> _Selection_:

In big data systems, we were using a specific architecture. The first component is a shared storage. Doubling the spec of server can cost more than double of the cost. That's why instead of using one very high-end server, we use several commodity servers group as cluster, and we will distribute the workload across them. For ensuring coordination between these nodes, we need a control node. When you connect your analytical tool to the big data cluster, you're usually opening a connection to this control node. This node will parse a query, distribute the work amongst the computer nodes, and aggregates the results before sending them back to you.

In the future, if you need more power, we can simply add more compute nodes to your clusters. On the opposite side of things, some big data systems allow you to reduce the amount of nodes if you have less analytical work to do. That's a case of solution like Azure-hosted Hadoop, HDInsight or Azure Synapse Analytics, or newest analytics solution. There is multiple ways to store and process data for your analytical needs. Whenever you're using a data warehouse or big data systems, we can land your IoT data in your data landscape. Through the rest of this presentation, we will see different ways to achieve this.

When you start thinking about how to do it, two questions emerges. In most IoT architectures, IoT data goes through central point, an IoT gateway like Azure IoT Hub that can dispatch incoming states and telemetry to downstream storages. The first question you may ask yourself is, where we can store our IoT data? Then your IoT data will probably need to be refined and structured in a specific way, so you can run your analytics on it. Therefore, you will need a place to process this IoT data. We've seen why IoT and Big Data share the same challenges about the type of data they handle.

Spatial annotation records
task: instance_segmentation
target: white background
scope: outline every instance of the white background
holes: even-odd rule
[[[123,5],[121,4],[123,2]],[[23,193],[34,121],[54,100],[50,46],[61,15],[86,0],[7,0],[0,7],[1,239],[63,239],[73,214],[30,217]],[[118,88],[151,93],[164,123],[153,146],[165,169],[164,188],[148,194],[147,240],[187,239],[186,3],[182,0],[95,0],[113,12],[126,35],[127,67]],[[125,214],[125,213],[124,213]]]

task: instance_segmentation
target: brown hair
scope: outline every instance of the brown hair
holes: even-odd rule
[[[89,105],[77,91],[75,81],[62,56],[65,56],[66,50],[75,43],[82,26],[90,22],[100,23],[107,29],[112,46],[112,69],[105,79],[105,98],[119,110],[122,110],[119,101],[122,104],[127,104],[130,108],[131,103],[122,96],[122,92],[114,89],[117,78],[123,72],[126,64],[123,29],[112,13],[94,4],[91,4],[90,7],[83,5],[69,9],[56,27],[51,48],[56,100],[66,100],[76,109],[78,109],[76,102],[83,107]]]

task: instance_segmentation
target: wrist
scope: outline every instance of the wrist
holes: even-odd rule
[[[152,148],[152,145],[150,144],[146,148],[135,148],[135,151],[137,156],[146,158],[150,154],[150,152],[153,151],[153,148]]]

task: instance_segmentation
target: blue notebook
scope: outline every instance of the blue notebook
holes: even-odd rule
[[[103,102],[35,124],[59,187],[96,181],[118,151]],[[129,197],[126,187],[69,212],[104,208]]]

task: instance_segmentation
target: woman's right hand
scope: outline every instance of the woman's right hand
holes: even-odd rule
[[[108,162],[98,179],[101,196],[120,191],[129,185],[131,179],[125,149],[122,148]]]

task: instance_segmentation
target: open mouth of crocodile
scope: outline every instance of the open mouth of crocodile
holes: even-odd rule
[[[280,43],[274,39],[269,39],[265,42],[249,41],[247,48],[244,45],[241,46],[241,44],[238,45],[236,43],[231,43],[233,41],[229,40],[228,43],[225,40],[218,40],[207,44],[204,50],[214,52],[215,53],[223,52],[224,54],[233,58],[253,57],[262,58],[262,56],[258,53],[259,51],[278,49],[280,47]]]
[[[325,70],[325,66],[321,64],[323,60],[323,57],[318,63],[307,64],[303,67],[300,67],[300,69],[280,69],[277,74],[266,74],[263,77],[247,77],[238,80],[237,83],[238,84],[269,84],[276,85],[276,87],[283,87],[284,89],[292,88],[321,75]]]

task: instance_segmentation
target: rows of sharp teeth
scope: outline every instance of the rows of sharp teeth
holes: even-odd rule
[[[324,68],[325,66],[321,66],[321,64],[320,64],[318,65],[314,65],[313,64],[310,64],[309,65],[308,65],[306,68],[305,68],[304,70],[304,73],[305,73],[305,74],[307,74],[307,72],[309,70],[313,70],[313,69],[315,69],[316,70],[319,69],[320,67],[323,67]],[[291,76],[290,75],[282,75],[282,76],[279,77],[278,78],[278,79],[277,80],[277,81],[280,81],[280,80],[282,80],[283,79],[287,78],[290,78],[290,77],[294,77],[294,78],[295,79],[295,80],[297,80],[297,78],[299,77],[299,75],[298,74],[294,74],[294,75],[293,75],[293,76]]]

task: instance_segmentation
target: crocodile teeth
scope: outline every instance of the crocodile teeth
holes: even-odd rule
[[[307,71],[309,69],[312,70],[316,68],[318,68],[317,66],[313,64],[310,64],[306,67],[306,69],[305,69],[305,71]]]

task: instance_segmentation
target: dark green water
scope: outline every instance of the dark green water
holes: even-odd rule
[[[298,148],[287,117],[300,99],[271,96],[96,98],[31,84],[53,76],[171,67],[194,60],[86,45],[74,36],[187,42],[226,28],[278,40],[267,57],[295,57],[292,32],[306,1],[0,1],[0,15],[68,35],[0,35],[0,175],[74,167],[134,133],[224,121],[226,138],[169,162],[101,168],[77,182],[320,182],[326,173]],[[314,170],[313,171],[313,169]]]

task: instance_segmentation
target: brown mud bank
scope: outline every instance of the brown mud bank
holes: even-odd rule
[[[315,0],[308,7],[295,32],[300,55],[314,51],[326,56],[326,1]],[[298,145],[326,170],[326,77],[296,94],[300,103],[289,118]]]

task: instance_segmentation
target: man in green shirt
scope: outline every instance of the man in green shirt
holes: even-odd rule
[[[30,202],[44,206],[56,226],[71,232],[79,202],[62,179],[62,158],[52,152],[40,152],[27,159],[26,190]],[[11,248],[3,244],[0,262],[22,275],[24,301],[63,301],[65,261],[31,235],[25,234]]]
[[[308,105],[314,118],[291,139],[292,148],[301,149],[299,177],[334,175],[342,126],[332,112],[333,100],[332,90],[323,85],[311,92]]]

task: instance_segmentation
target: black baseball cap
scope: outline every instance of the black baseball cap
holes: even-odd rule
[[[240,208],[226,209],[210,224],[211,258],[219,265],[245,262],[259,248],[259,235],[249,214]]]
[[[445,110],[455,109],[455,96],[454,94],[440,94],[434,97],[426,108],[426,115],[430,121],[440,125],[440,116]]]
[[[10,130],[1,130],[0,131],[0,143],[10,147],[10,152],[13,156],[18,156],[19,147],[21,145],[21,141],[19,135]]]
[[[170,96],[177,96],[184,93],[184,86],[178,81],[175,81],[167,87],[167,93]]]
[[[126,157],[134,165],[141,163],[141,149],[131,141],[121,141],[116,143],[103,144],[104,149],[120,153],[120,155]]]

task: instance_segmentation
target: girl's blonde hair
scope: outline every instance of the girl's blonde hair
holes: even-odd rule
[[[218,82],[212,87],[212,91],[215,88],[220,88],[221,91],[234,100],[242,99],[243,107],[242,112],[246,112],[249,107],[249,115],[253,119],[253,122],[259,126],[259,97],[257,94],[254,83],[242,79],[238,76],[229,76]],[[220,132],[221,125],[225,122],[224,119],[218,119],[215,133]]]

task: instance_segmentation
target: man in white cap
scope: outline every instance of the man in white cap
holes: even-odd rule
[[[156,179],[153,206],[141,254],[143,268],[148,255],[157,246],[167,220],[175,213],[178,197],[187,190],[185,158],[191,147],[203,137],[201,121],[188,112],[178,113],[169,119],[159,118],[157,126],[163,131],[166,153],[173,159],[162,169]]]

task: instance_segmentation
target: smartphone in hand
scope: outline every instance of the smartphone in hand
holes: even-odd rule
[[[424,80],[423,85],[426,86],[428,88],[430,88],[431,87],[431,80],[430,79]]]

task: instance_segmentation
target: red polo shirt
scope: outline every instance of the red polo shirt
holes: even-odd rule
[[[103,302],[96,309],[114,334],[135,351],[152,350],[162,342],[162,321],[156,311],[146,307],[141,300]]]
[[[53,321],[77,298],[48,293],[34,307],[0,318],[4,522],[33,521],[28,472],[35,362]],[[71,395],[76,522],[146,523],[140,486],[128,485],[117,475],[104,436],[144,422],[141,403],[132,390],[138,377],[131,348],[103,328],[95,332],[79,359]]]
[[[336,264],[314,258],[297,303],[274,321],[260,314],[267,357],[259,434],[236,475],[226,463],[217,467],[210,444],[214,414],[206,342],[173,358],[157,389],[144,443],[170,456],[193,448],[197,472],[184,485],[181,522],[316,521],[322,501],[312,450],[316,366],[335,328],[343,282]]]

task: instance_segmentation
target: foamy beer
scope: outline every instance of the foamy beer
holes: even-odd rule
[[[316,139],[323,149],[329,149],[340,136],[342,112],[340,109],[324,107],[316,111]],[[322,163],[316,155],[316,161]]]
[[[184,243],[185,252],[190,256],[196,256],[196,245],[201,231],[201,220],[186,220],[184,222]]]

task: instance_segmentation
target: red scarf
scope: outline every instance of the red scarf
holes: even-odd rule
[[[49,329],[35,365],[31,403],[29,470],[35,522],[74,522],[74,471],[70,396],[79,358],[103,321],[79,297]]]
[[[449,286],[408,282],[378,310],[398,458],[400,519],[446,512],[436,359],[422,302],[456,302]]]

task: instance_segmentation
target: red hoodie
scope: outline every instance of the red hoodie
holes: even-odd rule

> _Set exercise A_: Summarize the big data passage in two sentences.
> _Set exercise B_: In the big data passage, what example is given of an IoT gateway?
> _Set exercise C_: List every product or service named in the big data passage.

> _Result A_: Big data systems spread their workload across a cluster of commodity servers, with a control node that parses queries, distributes the work among compute nodes, and aggregates the results, and some of these systems let you add or remove nodes as needs change. IoT data usually passes through a gateway such as Azure IoT Hub, which raises two questions: where to store the data and where to process it for analytics.

> _Result B_: Azure IoT Hub.

> _Result C_:
- Azure-hosted Hadoop
- HDInsight
- Azure Synapse Analytics
- Azure IoT Hub